* [ABOUT THIS EXERCISE]:
Somewhere below is a line with "Each instance receives one keypoint. Mark the human" and, later, a line with "Each instance receives one keypoint. Mark the digital"; repeat those two lines and all the lines between them, exactly as they are.
((
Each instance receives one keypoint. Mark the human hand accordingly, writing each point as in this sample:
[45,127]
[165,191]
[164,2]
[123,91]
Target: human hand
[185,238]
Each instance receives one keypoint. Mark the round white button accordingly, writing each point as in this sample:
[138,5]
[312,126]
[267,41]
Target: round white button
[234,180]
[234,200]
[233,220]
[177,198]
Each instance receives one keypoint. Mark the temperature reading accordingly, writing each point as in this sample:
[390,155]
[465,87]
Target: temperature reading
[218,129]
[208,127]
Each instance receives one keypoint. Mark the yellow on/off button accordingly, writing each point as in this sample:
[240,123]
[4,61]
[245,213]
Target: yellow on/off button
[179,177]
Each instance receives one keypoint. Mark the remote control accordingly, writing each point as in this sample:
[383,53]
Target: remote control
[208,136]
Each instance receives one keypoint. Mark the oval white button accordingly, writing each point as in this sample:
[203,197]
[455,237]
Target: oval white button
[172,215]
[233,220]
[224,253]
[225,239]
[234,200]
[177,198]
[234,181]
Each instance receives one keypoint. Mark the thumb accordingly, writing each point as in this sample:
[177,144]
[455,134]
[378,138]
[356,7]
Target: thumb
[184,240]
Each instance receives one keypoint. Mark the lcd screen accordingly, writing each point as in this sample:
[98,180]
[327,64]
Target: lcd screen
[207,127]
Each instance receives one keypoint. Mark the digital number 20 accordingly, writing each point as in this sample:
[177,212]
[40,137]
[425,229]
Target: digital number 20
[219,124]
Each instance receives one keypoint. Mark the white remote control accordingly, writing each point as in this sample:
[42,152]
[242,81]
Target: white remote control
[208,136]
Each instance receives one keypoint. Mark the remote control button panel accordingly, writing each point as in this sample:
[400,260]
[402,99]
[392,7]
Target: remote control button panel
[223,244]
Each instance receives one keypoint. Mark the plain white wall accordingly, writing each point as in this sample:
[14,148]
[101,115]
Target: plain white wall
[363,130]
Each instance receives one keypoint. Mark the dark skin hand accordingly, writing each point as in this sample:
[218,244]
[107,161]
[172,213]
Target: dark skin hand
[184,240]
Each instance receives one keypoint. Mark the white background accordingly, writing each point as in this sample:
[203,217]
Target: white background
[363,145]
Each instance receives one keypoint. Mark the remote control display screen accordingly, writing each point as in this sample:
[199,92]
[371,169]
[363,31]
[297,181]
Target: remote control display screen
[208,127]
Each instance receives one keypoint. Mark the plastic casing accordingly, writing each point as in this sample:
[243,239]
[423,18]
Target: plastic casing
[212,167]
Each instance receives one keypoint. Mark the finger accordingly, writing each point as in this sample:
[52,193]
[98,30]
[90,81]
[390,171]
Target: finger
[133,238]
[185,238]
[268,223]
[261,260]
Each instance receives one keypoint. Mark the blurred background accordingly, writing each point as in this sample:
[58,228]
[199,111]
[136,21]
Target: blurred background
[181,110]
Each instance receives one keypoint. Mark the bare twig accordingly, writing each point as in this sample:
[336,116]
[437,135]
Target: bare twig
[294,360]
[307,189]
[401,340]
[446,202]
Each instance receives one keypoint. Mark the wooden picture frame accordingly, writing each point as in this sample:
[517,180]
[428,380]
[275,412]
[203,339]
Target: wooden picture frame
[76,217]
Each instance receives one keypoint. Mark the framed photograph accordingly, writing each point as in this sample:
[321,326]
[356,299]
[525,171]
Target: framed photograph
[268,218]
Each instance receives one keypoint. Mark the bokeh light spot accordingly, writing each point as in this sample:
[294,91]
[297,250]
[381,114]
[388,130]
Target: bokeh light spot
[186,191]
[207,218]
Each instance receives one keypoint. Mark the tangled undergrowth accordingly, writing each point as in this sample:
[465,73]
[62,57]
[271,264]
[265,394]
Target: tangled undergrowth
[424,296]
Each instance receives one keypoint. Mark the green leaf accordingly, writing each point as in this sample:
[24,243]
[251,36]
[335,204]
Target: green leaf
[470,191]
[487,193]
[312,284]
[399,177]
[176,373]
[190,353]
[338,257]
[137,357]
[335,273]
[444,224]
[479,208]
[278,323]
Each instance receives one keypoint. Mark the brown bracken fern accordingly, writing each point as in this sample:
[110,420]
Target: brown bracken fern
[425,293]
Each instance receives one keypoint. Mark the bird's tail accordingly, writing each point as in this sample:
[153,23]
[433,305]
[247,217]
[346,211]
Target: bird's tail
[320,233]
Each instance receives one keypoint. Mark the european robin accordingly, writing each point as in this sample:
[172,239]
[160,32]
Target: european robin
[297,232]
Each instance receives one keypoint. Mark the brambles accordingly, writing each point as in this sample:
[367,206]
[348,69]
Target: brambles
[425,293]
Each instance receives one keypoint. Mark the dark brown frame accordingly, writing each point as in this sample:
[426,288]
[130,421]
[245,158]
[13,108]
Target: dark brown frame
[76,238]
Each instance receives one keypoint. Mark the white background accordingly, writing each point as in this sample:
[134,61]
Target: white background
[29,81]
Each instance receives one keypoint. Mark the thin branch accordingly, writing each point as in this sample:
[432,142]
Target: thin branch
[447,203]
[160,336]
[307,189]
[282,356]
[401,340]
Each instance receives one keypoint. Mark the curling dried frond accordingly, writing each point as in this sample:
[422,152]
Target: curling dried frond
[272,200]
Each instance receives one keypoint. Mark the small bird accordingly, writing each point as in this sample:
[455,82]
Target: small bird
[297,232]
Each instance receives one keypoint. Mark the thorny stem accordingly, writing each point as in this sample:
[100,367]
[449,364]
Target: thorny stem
))
((
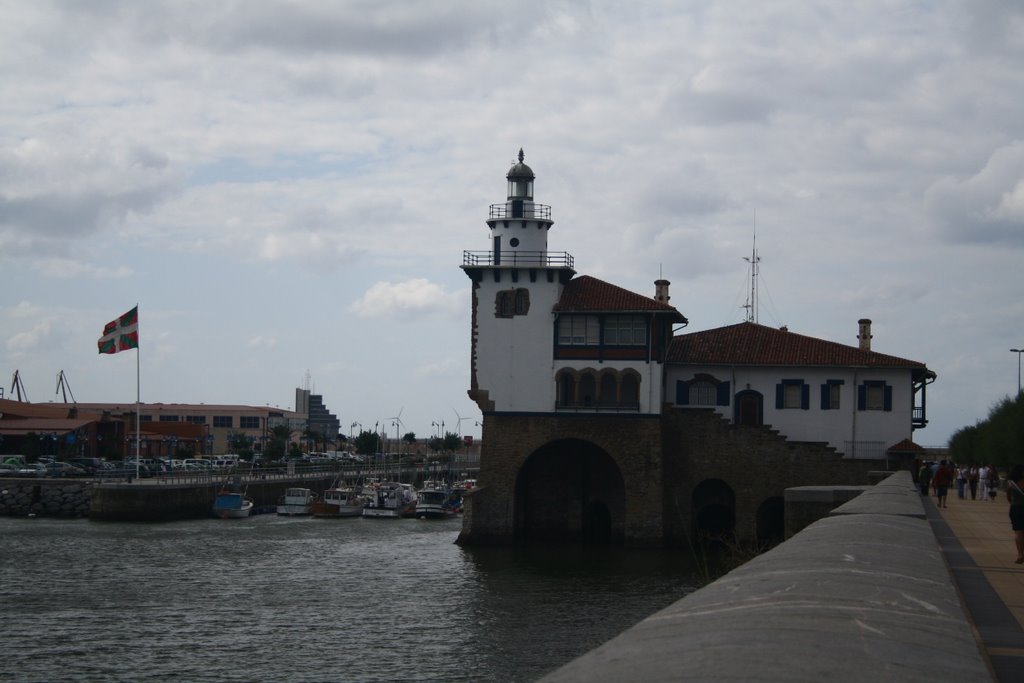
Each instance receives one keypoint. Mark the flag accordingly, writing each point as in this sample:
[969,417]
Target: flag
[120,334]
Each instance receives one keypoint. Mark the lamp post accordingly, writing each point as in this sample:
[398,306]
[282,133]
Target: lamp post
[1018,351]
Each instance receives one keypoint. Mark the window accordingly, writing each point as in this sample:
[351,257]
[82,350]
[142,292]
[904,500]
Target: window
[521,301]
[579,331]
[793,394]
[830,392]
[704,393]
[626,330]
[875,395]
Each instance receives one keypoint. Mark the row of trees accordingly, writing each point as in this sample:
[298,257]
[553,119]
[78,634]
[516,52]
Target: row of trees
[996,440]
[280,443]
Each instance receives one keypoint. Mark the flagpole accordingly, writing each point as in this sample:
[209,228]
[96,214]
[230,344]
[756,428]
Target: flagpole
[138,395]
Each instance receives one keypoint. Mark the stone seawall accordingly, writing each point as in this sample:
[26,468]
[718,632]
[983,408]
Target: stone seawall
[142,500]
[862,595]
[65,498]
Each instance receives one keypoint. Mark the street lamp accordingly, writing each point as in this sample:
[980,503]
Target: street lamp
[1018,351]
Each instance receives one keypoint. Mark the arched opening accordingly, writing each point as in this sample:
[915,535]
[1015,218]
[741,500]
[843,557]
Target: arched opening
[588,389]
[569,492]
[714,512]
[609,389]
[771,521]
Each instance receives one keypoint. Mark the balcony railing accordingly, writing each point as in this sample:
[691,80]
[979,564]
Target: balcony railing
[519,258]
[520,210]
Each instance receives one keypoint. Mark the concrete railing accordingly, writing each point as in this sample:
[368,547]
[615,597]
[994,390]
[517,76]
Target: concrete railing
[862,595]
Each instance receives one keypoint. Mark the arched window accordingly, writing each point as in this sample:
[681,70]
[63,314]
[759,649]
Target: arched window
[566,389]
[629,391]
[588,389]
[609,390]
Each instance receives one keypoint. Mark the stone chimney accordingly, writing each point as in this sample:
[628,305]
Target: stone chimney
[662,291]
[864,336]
))
((
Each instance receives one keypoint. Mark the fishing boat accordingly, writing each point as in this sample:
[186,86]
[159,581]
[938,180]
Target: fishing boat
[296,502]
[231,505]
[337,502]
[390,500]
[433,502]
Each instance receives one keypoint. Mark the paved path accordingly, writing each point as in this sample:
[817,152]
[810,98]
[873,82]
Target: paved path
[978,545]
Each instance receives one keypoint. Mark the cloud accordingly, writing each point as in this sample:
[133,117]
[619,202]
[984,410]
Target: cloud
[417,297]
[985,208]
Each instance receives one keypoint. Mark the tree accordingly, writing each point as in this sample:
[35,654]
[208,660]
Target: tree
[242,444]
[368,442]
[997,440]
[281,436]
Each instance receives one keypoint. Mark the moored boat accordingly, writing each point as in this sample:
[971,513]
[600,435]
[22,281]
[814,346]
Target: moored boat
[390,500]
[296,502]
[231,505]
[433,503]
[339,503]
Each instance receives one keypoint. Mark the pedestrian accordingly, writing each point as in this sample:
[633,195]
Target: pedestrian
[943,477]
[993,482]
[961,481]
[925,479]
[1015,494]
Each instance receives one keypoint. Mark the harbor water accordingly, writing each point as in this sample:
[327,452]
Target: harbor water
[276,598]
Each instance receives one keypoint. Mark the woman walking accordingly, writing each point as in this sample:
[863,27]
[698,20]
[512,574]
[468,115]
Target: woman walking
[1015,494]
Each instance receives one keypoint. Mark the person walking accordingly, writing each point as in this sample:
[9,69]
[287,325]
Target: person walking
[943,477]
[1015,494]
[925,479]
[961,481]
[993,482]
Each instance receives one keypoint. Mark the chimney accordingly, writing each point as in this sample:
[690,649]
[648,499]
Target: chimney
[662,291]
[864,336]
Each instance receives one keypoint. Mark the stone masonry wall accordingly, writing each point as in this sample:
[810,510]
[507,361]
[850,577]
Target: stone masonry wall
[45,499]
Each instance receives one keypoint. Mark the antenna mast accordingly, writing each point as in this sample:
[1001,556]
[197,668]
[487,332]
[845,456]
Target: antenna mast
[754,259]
))
* [SOLUTION]:
Each instance receives one keypoint. Mark the human hand accordingly, writing each point as in this sample:
[45,127]
[165,191]
[164,2]
[123,91]
Target: human hand
[185,238]
Each instance receives one keypoint. Mark the round white button accordingly, writing each point as in this sample:
[138,5]
[312,126]
[267,41]
Target: round white button
[234,180]
[234,200]
[233,220]
[177,198]
Each instance receives one keypoint. Mark the temperature reading accordingly, writing each point as in this sample:
[390,155]
[465,87]
Target: temperature reading
[218,129]
[208,127]
Each instance receives one keypoint. Mark the yellow on/off button accordingly, writing each point as in this sample:
[240,123]
[4,61]
[245,213]
Target: yellow on/off button
[179,177]
Each instance receives one keypoint. Mark the remote control accordingly, writing each point as in this sample:
[383,53]
Target: remote control
[208,136]
Each instance receives one keypoint. Mark the oval white button accordingly, writing each point as in this sample:
[203,197]
[455,237]
Target: oval white button
[172,215]
[233,220]
[224,253]
[225,239]
[234,200]
[177,198]
[234,181]
Each instance receives one keypoint. Mark the thumb accordingly, writing each point as in this sample:
[177,144]
[455,134]
[378,138]
[356,7]
Target: thumb
[184,240]
Each instance receives one keypoint. Mark the lcd screen accordingly, writing each point as in this sample:
[98,180]
[327,64]
Target: lcd screen
[207,127]
Each instance receives one keypoint. Mark the digital number 20 accordingly, writing each point as in this sample:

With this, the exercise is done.